(Page)

═══

Check DF size after transformations (32.8 Mb before)

In [None]:
size_of_df(data)

In [None]:
data_info(data, True)

In [None]:
data.is_canceled.value_counts()

In [None]:
print(f"We have {round(data.is_canceled.value_counts()[1]/len(data.is_canceled)*100, 2)}% cancels in summary")

Let's check the relationships between "is_cancelled" and other variables

In [None]:
columns_for_visual = data.nunique()[data.nunique()<10].drop(["is_canceled"]).index
fig = plt.figure(figsize=(17,15))
for index, col in enumerate(columns_for_visual):
    ax = fig.add_subplot(4, 3, index+1)
    ax.set_title(col,fontsize=15)
    ax.tick_params(labelrotation=20)
    sns.countplot(data[col], hue=data.is_canceled, ax=ax, palette="mako")
plt.tight_layout(pad=3);

We can see some intresting columns - "hotel", "market_segment", "is_repeated_guest", "deposit_type", "customer_type", "total_of_special_requests"

Look at the data with percentages

In [None]:
def perc_canceled_for_cols(data, *cols):
    result_data = pd.DataFrame()
    for col in cols:
        temp_df = data.pivot_table(index="is_canceled", columns=col, aggfunc="count").adr\
                            .reset_index().drop("is_canceled", axis=1).apply(lambda x: round(x/x.sum()*100, 2))

═══

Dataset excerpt
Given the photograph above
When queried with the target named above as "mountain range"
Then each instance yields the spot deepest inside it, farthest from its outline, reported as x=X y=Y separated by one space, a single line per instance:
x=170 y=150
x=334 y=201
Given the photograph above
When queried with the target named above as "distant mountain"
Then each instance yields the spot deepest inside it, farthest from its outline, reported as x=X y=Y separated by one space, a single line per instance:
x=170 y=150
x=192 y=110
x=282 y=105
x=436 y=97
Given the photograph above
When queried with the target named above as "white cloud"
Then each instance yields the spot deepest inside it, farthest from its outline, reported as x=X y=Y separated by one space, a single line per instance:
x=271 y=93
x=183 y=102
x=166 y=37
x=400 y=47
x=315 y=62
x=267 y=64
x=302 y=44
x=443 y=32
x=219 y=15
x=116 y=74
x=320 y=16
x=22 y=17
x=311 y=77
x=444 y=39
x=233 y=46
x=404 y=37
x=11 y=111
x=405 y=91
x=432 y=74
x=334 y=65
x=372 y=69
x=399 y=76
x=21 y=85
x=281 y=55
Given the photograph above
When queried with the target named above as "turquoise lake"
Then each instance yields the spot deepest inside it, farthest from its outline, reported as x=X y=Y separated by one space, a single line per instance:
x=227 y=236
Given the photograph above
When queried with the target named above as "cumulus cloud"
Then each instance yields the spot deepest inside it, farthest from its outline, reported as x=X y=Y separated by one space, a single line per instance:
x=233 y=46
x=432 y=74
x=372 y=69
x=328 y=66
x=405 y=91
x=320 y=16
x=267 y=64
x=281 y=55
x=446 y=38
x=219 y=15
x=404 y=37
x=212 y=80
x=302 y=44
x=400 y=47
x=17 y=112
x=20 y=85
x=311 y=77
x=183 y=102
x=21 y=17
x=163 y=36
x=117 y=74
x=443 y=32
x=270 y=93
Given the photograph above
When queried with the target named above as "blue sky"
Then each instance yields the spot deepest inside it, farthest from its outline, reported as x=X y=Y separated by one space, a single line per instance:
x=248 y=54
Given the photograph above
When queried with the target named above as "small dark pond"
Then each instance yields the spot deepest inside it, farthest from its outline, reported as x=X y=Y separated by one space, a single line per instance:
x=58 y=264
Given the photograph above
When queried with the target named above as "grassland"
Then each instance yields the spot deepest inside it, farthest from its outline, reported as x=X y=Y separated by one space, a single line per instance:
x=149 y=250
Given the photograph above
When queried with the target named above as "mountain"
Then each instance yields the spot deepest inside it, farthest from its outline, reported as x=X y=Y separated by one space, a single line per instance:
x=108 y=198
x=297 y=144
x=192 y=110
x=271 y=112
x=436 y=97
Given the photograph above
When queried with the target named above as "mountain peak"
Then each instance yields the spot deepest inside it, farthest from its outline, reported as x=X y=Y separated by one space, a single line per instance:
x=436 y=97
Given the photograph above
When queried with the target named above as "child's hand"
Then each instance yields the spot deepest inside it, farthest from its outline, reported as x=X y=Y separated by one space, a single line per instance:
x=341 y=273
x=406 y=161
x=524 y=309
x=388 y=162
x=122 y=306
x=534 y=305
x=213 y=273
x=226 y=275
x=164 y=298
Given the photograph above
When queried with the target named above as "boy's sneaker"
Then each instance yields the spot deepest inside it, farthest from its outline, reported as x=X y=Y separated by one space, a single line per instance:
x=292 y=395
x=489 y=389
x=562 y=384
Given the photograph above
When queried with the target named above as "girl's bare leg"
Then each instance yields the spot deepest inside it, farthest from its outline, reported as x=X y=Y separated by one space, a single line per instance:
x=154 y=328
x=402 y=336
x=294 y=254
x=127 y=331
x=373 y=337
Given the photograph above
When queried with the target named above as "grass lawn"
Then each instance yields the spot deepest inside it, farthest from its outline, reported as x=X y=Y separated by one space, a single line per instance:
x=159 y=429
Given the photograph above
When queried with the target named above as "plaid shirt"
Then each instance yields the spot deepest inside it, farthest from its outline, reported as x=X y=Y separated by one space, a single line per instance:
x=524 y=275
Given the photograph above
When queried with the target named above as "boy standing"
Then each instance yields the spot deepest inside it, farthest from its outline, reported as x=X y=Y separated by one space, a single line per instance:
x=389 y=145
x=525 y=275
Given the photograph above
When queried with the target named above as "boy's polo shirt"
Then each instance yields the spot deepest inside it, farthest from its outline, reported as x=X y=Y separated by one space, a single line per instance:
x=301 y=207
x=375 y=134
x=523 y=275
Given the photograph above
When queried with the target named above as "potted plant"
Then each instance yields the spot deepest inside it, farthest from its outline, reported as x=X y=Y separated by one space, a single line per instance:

═══

(To do)
**1.** Which columns does the notebook excerpt name as interesting after the count plots? List them.
**2.** Show each line of the listing that contains the string "mountain".
The notebook excerpt and the listing come from unrelated sources.

(Results for each task)
**1.** hotel, market_segment, is_repeated_guest, deposit_type, customer_type, total_of_special_requests

**2.**
When queried with the target named above as "mountain range"
When queried with the target named above as "distant mountain"
When queried with the target named above as "mountain"
When queried with the target named above as "mountain peak"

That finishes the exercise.